Work to be completed:
Copy out the material from the line containing "beam in the image below." through the line containing "283;0;346;14", swapping "tight" for "snug" and leaving everything else unchanged.

Extracted information:
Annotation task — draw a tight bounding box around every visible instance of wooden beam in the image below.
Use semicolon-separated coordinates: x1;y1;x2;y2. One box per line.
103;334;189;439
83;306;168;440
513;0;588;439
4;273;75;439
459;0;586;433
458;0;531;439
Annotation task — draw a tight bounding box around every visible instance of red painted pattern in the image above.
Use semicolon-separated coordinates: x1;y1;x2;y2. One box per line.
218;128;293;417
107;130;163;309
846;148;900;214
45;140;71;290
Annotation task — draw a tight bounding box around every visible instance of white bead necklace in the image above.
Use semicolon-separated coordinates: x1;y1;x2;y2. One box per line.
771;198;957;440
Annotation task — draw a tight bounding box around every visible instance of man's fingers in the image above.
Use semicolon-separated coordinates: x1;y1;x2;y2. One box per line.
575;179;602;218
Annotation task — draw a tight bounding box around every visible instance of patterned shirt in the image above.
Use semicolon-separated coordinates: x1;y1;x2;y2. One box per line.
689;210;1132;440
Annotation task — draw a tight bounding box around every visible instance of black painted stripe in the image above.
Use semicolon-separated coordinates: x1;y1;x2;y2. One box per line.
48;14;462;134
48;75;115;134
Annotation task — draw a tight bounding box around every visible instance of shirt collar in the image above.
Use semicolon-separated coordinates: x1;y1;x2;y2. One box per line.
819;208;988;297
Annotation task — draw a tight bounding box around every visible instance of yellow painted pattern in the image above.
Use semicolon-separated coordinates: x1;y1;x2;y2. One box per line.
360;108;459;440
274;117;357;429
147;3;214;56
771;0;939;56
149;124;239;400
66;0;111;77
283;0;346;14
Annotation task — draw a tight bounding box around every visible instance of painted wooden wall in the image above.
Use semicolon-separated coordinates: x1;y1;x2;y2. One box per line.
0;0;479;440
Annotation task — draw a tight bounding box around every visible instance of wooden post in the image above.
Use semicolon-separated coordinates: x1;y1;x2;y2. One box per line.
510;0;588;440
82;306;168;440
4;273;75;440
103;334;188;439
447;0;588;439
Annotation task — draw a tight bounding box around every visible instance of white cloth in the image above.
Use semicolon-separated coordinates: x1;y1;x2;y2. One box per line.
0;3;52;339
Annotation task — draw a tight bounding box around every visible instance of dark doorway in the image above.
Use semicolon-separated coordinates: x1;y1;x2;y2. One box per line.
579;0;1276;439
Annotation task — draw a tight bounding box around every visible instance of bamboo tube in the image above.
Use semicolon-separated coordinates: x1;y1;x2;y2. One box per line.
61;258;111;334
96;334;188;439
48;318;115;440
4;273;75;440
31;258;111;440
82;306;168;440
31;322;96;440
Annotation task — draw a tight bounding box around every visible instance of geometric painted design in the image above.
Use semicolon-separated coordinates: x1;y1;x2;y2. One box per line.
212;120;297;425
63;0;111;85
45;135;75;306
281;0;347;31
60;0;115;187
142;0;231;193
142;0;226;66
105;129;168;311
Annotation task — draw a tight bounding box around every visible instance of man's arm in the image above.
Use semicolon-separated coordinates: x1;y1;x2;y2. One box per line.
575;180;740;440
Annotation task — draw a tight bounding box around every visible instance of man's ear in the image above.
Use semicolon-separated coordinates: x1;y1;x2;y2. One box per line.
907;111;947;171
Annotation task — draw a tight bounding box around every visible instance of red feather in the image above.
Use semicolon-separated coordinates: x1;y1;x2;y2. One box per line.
...
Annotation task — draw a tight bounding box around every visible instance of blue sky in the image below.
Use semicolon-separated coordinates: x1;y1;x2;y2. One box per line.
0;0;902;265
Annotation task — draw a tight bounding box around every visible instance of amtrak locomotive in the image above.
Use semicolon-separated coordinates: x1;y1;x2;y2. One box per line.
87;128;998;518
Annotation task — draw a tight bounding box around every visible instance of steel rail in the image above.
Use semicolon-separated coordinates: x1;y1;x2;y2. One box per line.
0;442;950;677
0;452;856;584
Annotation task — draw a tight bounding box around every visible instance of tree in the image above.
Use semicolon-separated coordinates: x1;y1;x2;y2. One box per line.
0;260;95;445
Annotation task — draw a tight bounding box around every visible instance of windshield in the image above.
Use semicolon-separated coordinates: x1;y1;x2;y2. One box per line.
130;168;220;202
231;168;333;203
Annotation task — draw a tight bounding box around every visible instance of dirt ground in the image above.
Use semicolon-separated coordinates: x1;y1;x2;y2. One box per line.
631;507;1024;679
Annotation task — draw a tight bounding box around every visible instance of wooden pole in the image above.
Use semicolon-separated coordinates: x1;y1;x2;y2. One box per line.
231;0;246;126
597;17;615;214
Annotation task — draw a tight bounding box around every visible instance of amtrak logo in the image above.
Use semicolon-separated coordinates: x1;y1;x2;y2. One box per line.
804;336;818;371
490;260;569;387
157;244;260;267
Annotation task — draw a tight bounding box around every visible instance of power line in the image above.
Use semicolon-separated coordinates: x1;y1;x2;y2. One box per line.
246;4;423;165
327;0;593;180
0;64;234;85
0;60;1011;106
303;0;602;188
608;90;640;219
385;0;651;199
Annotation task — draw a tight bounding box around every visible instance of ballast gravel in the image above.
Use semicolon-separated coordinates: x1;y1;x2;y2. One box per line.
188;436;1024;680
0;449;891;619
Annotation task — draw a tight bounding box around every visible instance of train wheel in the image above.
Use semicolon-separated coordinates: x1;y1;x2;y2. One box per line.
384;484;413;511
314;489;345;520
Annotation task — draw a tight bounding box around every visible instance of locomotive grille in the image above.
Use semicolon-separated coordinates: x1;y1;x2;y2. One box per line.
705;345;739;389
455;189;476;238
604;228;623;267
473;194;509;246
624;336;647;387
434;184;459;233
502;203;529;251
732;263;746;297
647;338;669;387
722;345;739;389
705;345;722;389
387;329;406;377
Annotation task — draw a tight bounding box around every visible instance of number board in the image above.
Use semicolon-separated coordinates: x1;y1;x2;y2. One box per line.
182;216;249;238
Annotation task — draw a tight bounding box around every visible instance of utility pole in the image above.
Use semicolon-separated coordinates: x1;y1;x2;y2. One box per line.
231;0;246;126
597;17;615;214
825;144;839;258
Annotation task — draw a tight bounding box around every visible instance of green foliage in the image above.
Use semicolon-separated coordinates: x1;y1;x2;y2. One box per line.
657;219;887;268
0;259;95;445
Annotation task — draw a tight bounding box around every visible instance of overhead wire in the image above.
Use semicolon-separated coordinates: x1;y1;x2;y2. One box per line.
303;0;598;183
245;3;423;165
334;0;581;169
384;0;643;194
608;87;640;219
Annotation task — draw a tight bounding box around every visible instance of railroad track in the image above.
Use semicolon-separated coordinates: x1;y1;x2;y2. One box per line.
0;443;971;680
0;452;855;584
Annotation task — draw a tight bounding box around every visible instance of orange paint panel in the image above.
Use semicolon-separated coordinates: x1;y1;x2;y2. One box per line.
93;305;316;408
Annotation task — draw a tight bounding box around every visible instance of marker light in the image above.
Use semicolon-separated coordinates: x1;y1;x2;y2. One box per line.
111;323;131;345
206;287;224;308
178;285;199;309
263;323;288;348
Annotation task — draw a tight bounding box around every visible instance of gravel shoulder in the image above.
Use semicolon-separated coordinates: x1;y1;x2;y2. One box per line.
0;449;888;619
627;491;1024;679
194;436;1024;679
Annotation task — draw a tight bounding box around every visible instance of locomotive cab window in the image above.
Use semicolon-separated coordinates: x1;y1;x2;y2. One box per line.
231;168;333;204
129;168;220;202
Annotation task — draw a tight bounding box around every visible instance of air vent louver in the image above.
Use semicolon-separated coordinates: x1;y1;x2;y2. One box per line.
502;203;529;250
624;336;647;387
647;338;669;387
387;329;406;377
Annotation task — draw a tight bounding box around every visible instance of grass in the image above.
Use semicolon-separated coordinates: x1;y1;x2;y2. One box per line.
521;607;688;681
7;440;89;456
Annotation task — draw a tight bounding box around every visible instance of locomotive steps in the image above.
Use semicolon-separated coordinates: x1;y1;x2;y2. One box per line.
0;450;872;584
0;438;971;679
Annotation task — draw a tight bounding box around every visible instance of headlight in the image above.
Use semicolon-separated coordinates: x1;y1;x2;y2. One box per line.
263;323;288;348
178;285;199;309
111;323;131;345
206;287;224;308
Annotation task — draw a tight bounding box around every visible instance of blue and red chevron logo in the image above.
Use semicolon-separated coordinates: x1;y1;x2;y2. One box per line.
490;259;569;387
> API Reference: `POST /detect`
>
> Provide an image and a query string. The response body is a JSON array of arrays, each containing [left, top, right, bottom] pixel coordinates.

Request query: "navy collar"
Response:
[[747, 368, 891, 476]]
* * *
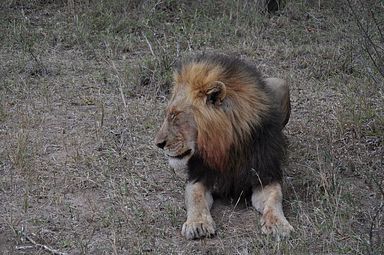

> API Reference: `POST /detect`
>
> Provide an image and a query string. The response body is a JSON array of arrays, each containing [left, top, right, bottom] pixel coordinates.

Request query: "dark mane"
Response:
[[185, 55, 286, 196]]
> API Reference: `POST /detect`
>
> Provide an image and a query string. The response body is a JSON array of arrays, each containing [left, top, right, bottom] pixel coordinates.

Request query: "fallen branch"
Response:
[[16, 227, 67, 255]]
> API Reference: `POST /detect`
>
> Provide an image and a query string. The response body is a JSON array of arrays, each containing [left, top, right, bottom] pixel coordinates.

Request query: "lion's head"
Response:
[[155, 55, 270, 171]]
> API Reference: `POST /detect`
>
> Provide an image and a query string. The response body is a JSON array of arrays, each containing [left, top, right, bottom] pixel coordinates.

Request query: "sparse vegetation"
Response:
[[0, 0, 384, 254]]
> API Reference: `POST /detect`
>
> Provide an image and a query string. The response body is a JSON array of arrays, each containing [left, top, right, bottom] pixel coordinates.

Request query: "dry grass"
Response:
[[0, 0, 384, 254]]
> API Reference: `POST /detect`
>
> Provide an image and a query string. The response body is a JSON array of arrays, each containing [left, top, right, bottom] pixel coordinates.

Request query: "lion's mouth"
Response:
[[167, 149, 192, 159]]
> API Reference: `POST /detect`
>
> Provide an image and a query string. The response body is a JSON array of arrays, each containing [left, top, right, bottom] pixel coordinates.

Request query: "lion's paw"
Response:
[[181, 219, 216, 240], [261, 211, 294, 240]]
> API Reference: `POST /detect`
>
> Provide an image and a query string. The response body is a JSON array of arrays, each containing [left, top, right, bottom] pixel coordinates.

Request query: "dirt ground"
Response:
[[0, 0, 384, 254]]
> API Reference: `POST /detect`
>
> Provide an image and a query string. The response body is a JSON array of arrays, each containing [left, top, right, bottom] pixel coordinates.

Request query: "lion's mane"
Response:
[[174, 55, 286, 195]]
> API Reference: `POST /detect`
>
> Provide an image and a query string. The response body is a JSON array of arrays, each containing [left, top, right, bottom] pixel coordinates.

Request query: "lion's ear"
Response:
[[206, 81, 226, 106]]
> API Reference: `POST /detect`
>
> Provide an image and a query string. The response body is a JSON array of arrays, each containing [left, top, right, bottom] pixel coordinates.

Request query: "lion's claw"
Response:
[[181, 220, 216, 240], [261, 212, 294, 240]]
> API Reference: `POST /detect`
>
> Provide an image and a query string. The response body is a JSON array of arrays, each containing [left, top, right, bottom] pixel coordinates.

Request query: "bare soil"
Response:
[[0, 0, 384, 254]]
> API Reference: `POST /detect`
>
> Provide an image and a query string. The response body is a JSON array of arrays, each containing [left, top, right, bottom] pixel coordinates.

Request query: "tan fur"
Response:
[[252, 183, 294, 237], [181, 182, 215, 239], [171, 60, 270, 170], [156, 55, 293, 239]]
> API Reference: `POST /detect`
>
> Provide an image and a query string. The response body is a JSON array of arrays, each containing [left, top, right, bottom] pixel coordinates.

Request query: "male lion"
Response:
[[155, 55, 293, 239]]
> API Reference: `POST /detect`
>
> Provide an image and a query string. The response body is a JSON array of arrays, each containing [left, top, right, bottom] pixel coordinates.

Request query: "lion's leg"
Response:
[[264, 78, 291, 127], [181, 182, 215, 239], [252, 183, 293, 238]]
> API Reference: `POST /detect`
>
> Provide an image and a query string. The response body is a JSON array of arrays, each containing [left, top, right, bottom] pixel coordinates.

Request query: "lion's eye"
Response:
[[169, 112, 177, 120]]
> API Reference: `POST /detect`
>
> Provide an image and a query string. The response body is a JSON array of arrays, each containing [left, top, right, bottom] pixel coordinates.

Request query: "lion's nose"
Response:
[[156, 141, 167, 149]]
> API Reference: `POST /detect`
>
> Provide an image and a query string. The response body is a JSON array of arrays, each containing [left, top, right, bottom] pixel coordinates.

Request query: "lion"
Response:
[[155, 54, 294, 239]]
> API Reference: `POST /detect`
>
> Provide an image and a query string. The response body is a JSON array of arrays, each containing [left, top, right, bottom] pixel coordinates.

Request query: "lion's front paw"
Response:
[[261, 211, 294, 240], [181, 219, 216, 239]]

Result below:
Annotation task — draw a snug bounding box around every visible instance of wooden beam in the image below.
Use semicolon-separated coordinates: x1;y1;x2;y2. One box per line.
103;334;189;439
83;306;168;440
513;0;588;439
4;273;75;439
459;0;586;433
458;0;531;439
Annotation task — draw a snug bounding box around every visible instance of red painted pattern in the image above.
Use semicolon-separated coordinates: x1;y1;x2;y2. One box per line.
218;128;293;417
107;130;163;309
846;148;900;214
45;140;71;290
Annotation task — draw a snug bounding box around every visible instance of white bead necklace in the image above.
Use semicolon-separated coordinates: x1;y1;x2;y2. One box per line.
771;198;957;440
Annotation task — draw a snug bounding box around every visible instance of man's fingers in the image above.
Use semicolon-separated coordinates: x1;y1;x2;y2. One box per line.
575;179;602;218
Annotation task — draw a snug bounding box around every visible instance of patterned shirt in the image above.
Use semicolon-separated coordinates: x1;y1;x2;y2. One box per line.
689;210;1132;440
Annotation task — draw a snug bounding box around every visible instance of black painted stripe in the image above.
Use semicolon-separated coordinates: x1;y1;x2;y2. One box per line.
48;14;462;134
48;75;115;134
Annotation task — draw a snug bounding box around every visible instance of shirt collar in the image above.
Use semicolon-separated coordinates: x1;y1;x2;y2. One box per line.
819;208;988;297
Annotation task — draw a snug bounding box around every visible instance of yellow painted pattern in the image above.
Use semicolon-separated coordinates: x1;y1;x2;y2. One box per line.
360;108;459;440
274;117;357;429
147;3;214;56
771;0;939;56
149;124;239;400
66;0;111;77
283;0;346;14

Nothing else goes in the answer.